• **Record list**
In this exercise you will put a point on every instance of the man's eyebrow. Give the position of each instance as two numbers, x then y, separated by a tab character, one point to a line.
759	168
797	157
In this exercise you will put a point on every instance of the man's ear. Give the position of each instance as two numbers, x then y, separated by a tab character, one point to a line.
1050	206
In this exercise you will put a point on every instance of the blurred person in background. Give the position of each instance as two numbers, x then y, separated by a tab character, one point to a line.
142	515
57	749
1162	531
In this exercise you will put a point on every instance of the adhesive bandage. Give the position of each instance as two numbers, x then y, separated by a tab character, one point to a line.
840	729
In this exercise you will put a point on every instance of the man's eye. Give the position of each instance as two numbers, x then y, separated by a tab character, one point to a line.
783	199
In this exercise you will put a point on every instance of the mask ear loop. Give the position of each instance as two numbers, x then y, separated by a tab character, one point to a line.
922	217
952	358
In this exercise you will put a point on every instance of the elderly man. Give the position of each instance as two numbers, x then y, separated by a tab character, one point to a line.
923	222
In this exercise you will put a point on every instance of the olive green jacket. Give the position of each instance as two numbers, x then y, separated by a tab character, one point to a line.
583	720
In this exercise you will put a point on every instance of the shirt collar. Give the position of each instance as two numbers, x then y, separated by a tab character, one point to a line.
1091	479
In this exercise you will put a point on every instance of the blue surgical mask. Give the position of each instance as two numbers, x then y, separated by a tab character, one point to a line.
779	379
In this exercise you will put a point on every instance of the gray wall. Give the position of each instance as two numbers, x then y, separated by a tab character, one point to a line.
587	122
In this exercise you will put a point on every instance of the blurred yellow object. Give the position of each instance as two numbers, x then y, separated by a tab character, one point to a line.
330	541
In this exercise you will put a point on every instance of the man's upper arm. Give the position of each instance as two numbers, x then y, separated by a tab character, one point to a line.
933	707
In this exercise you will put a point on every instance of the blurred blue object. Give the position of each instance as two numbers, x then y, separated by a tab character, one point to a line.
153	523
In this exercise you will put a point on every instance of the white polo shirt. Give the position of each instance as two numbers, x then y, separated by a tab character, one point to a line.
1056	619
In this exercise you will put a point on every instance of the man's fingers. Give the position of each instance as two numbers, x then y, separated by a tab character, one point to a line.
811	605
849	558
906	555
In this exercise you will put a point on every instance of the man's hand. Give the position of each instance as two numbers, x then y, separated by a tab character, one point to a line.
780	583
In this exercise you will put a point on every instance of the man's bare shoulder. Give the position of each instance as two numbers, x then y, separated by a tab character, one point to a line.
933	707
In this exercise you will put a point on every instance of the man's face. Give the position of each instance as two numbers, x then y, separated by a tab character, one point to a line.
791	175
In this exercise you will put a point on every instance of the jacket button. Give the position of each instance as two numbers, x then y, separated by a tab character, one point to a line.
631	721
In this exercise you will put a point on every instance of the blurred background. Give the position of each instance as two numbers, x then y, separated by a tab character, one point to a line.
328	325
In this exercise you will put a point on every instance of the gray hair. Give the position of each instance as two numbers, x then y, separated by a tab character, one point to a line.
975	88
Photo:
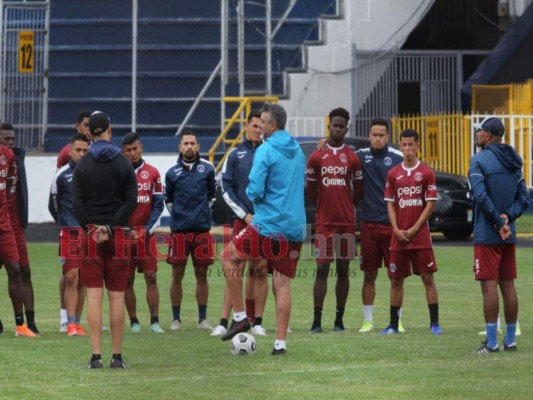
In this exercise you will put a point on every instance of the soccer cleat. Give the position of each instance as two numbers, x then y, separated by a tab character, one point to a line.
401	329
484	349
156	328
509	347
23	330
95	363
218	331
389	330
237	327
204	325
279	352
81	331
117	363
315	328
176	325
258	330
367	327
435	329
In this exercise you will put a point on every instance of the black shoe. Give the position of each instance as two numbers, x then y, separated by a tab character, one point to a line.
95	363
237	327
279	352
117	363
509	347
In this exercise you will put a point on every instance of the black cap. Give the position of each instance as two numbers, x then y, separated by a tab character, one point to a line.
491	124
98	123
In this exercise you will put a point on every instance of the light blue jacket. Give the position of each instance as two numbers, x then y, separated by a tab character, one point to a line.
276	187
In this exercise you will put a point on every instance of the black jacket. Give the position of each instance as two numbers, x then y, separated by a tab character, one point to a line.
104	187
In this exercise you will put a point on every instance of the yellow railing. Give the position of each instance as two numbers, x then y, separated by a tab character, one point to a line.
238	117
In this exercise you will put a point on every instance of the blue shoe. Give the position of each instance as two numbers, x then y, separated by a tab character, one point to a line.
389	331
435	329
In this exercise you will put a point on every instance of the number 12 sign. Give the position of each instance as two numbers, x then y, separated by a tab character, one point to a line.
26	51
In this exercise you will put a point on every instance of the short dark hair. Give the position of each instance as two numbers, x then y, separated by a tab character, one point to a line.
409	133
277	114
130	137
78	137
379	121
83	114
339	112
253	114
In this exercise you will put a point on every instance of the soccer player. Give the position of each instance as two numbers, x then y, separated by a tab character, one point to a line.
277	230
18	215
376	231
335	185
142	222
500	197
61	209
411	193
8	246
234	182
190	190
104	195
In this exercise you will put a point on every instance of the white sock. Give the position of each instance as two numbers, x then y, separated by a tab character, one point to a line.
280	344
368	312
239	316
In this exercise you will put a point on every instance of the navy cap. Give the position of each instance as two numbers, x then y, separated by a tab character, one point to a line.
98	123
491	124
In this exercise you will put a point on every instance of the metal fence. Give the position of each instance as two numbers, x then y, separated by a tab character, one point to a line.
23	67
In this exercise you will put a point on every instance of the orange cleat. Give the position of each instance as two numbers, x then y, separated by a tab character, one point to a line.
23	330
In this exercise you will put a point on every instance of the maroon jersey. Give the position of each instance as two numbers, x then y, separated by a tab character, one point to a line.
335	183
409	189
148	185
8	184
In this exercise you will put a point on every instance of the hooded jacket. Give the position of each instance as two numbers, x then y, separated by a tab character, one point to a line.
276	187
104	187
498	187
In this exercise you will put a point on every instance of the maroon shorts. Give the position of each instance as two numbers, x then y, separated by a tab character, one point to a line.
282	255
421	260
71	244
495	262
199	245
334	242
375	246
107	262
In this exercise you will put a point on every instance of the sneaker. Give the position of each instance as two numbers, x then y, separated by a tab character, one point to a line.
509	347
484	349
389	331
367	327
176	325
219	331
401	329
279	352
258	330
435	329
237	327
156	328
81	331
204	325
95	363
116	363
72	330
23	330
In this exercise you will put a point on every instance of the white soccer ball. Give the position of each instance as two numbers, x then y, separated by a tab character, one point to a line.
243	344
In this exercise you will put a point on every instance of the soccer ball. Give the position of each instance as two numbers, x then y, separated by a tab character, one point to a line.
243	344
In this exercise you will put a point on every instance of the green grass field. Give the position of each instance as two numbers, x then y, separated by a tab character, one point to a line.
190	364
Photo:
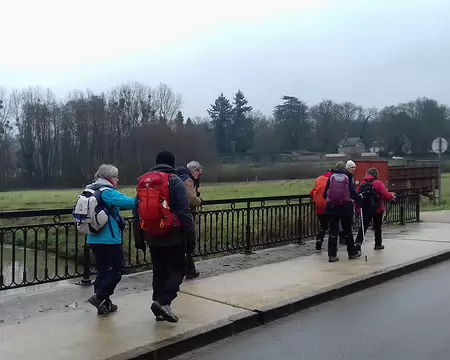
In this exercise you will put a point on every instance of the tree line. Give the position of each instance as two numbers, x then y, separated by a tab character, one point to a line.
46	142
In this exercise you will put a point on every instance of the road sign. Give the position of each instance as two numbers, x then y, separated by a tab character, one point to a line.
439	145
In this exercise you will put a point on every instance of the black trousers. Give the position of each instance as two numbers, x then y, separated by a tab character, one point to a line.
169	268
323	223
377	222
189	261
190	248
334	232
110	263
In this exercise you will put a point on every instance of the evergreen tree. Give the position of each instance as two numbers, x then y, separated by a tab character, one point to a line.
242	124
179	122
221	113
292	118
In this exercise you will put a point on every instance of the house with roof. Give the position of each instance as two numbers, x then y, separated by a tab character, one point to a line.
351	145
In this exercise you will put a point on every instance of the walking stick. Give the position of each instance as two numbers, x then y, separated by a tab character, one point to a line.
364	235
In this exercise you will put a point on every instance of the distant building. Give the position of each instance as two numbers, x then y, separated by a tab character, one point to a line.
376	147
349	145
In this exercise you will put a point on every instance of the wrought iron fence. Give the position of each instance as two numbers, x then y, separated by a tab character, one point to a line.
43	246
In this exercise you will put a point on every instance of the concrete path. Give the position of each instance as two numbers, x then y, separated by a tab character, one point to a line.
436	216
404	319
215	307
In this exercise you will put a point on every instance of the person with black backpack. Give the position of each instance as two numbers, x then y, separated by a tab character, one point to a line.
373	193
339	194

• **Given request**
Retype exactly the lines above, starting at the line containing "of the green" and ending with the last line, both included; leave out the pictures.

• **Written response**
In this exercise you will put a point on every instance of the green grass field. Give the position of each instance as two numbers, x then y, separated by a tab character, one point to a line.
190	364
Photo:
In this exercise you will put a point on every instance of the tree line. Give the position of each instance as two numbers, x then y, separated by a tab character, one point to a line.
46	142
In this exercise you will put a point on every instance of the road sign. Give the position of each instance as two numbers, x then y, separated by a tab character, one point to a line.
439	145
In this exercise you will put a point on every instance of the black trousers. Give the position of each instance as two numbers, x then y, separated by a tab character, one point to a line.
169	268
323	223
377	222
189	261
190	248
334	232
110	263
In this exercise you will put a point on every instance of the evergreen tree. Give the position of each instance as two numbers, x then y, separated by a tab character, one point to a line.
242	124
179	122
221	113
292	118
In this exercise you will put a point on every instance of the house with roof. Give the position of each instance as two numbers, x then y, separated by a tab character, one point to a line.
351	145
In this exercise you will put a point on every instance of the walking stick. Give the position of each instance as two numbers, x then y, separated by a tab character, one point to a line.
364	235
In this exercise you will put a point on every instance of the distant building. Give the position of each instance as two numbers, x then y, separated by a tab character, one point to a line.
376	147
349	145
In this exercise you will put a point on every instance of the wrought iron fence. Give the position of each instance as two numbers, x then y, separated by a tab character, one point to a line.
43	246
In this exercise you will put a point on every instance of the concrete path. Give the position of each instance as two numbers, x then y, separated by a tab character, one point to a line.
436	216
404	319
215	307
In this exercise you will put a point on every instance of the person with black backpack. Give the position of each instance as two numbers, x then y, separated by a tab character, one point to a line.
373	193
339	194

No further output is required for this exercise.